**Questions on the material**
1) In the forum post that follows, which two bodies does the reply recommend approaching to make a report or complaint?
2) For each statement, say whether it agrees with the forum post that follows. Answer yes or no, and quote the words from the post that decide it.
(a) The writer moved the family to another state.
(b) The wife told the writer about the abuse when it happened.
(c) The reply says the government body handles workplace cases only if the person still works there.

This is my first post, unsure how to begin, a year ago I discovered my wife was abused by a coworker, she tried to help him but he abused her instead. I’ve lost faith in the world, I’ve lost the value in myself, I moved my entire family interstate because I didn’t trust myself around the abuser who I wanted to punish. I know it’s wrong to even consider my wife had any complacency in the abuse, I told her the guy was trouble. She still tried to help. She kept the abuse a secret instead of confiding in me. I feel I wasn’t worthy of her trust to help. I feel worthless. In trying to protect my family I feel I ask too much of her.

3 Replies 3

Bob_22
Community Member

Hi Hepa4300,

 

Thank you for your post and welcome to the forums. I would recommend you approach safework nsw or safework australia about this and make a report/complaint. They are a government third party that handle instances of bullying of violence in the workplace even if she has left. Here is a link for safework NSW: https://www.safework.nsw.gov.au/hazards-a-z/bullying/workplace-bullying 

 

If you are not in NSW I would suggest you contact your states WHS regulator which you can find here: https://www.safeworkaustralia.gov.au/law-and-regulation/whs-regulators-and-workers-compensation-auth...

**Records in a dataset**
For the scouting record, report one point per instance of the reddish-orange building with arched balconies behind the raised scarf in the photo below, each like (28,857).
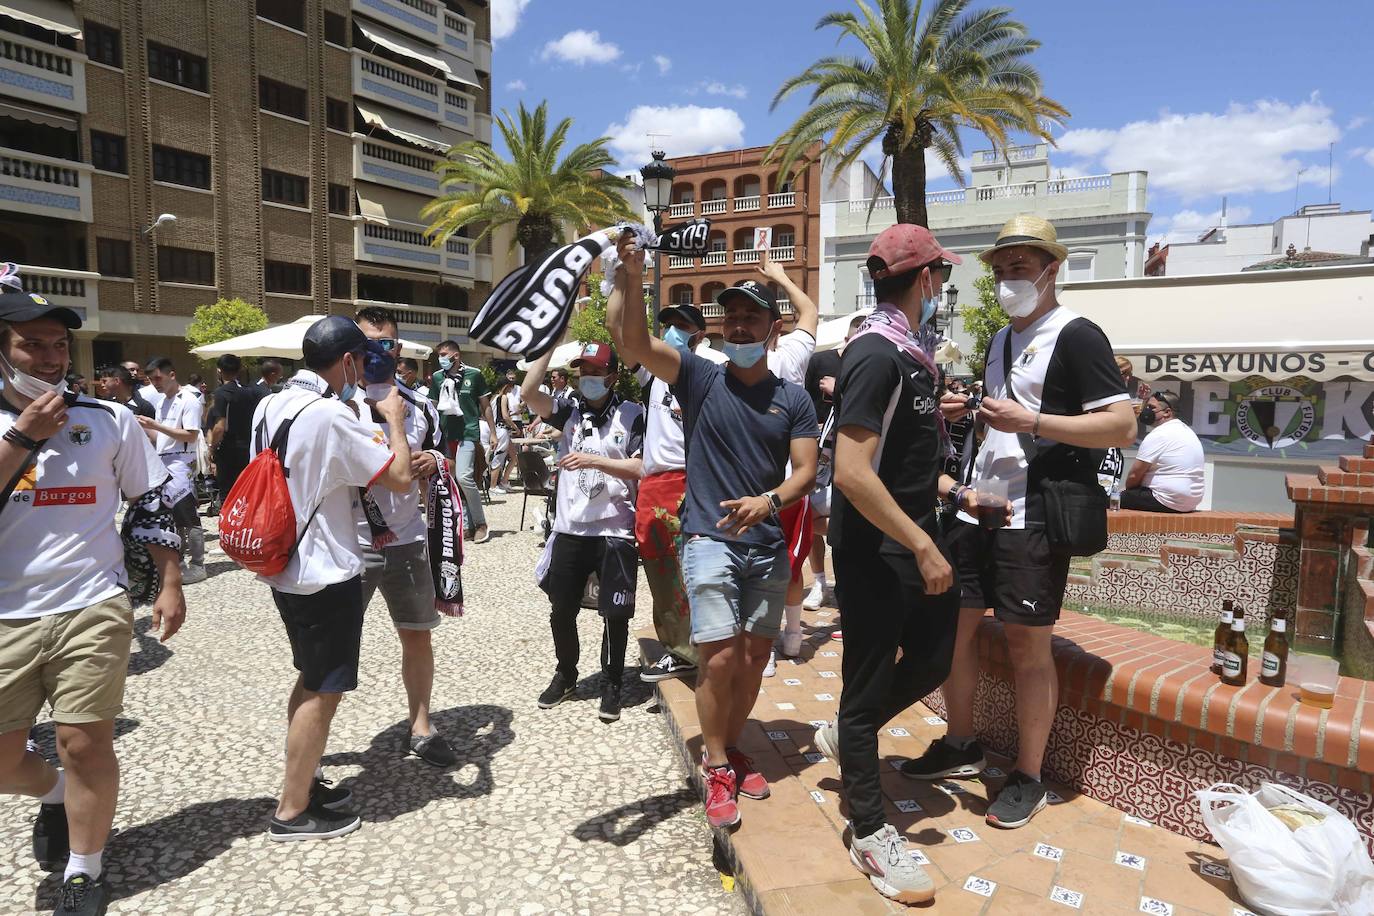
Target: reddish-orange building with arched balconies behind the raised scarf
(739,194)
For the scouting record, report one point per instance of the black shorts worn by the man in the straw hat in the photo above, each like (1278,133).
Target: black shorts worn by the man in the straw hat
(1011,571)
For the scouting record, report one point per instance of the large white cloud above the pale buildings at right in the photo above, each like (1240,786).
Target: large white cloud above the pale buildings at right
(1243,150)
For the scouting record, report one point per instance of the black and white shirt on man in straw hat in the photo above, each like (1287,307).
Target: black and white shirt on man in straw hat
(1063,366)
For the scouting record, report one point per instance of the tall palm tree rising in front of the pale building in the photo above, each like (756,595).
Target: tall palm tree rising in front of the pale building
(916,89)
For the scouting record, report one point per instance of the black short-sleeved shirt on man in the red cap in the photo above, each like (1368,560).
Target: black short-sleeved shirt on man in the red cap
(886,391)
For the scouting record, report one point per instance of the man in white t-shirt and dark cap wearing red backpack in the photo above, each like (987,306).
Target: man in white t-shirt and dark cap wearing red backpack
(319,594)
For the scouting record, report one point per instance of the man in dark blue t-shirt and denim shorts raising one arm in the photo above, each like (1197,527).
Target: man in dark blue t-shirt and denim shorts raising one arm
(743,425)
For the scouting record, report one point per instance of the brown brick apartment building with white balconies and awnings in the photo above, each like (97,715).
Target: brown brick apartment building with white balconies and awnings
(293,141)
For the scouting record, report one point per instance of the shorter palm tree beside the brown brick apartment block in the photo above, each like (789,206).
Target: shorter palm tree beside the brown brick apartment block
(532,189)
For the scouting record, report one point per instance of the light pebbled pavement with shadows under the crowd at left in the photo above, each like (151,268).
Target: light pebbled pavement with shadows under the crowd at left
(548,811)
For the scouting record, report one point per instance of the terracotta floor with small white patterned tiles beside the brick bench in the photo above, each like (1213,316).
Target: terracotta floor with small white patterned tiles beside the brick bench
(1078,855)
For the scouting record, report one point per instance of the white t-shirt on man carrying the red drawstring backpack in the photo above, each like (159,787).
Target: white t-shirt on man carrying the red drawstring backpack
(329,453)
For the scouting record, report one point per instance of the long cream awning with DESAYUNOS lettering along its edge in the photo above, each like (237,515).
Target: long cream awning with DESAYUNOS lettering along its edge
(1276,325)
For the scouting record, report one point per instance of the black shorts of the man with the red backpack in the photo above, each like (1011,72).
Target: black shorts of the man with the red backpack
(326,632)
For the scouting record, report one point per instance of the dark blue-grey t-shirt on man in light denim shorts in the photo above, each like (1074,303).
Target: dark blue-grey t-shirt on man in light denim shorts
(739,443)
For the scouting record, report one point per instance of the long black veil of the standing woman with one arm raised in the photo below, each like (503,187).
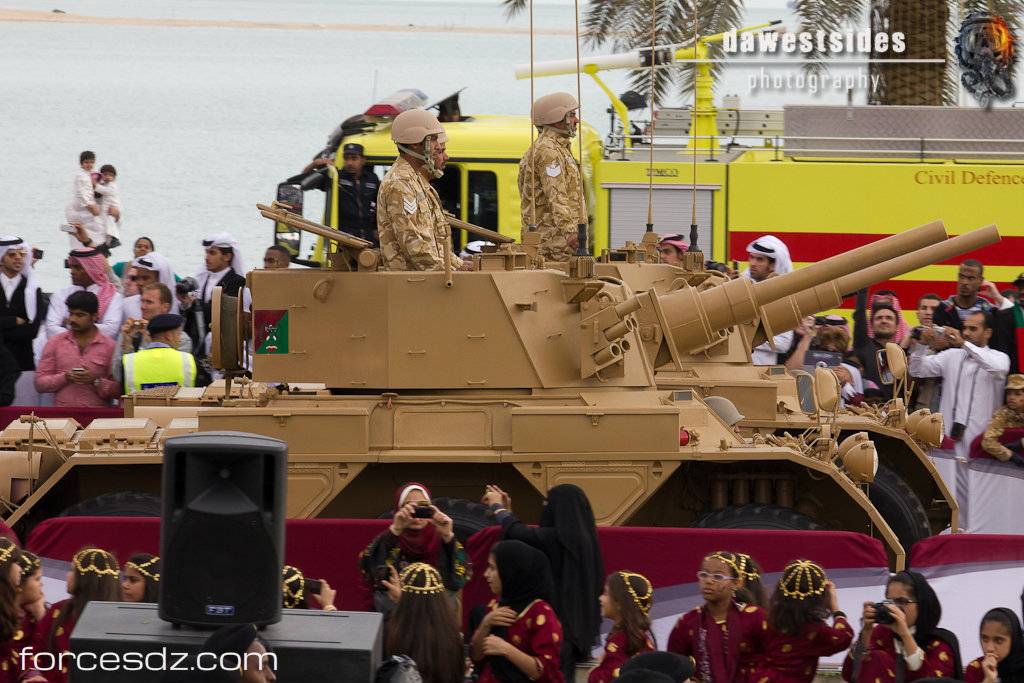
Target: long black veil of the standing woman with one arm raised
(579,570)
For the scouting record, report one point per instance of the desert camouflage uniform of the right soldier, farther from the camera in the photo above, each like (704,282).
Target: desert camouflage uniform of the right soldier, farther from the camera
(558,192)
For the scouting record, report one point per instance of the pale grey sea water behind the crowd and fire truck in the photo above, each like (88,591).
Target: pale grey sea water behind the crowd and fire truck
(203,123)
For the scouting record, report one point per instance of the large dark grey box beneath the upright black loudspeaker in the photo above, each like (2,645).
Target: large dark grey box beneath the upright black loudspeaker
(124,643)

---

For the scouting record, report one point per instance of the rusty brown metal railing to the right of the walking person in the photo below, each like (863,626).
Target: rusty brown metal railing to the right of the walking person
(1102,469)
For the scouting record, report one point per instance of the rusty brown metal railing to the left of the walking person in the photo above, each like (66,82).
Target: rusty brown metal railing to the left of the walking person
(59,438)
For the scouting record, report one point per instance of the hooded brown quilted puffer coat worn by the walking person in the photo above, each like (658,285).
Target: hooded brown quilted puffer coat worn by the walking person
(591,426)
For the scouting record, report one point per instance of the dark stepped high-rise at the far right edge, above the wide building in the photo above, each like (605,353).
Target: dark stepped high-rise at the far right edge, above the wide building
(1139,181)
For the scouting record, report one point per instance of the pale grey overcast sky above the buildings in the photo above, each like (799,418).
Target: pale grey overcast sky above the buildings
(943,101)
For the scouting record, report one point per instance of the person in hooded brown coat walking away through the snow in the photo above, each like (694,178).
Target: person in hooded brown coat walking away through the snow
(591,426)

--

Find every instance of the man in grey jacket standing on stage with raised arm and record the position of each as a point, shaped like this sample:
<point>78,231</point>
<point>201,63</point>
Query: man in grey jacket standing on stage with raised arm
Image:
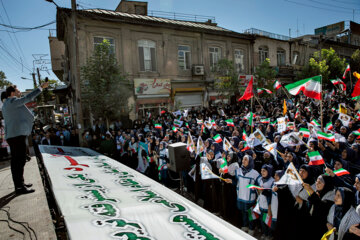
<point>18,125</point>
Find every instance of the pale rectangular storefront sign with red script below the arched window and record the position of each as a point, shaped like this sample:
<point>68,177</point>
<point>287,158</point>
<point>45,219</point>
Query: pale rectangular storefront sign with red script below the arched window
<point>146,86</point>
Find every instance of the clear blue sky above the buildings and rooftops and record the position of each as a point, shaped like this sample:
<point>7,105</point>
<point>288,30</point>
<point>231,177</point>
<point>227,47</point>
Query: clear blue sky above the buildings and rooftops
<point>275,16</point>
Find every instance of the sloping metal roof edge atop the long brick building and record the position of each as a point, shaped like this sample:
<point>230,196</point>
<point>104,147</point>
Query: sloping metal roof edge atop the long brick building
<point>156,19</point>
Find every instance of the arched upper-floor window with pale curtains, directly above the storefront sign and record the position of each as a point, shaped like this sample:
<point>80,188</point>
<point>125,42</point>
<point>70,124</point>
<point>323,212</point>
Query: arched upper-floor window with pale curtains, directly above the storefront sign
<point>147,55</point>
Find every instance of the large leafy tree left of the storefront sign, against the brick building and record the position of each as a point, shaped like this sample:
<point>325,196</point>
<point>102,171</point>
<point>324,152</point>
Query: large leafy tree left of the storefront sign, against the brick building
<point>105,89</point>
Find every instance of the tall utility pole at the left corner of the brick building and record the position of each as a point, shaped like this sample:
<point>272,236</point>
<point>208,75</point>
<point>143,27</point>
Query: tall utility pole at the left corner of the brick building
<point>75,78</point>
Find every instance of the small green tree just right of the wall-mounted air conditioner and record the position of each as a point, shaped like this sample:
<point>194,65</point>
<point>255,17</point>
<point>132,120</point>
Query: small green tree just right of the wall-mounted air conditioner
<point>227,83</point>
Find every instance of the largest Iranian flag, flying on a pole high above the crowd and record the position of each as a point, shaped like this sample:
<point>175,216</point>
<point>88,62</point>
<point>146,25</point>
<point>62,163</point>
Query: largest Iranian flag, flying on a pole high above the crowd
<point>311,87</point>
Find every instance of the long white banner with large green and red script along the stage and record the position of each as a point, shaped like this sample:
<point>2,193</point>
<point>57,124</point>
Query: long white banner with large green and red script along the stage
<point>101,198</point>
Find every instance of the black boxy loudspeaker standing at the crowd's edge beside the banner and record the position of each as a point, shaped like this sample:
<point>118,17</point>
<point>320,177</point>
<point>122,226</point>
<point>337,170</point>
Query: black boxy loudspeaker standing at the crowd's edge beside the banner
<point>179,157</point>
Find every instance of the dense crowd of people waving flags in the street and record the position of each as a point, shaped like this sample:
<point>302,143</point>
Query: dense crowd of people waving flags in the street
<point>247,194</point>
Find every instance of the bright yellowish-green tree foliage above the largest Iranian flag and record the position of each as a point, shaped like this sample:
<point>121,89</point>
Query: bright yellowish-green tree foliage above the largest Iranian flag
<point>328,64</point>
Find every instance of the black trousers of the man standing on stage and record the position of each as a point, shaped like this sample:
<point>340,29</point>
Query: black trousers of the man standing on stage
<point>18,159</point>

**Outputs by task**
1) SafeWork NSW or SafeWork Australia.

2)
(a) Yes: "I moved my entire family interstate because I didn’t trust myself around the abuser who I wanted to punish."
(b) No: "She kept the abuse a secret instead of confiding in me."
(c) No: "even if she has left"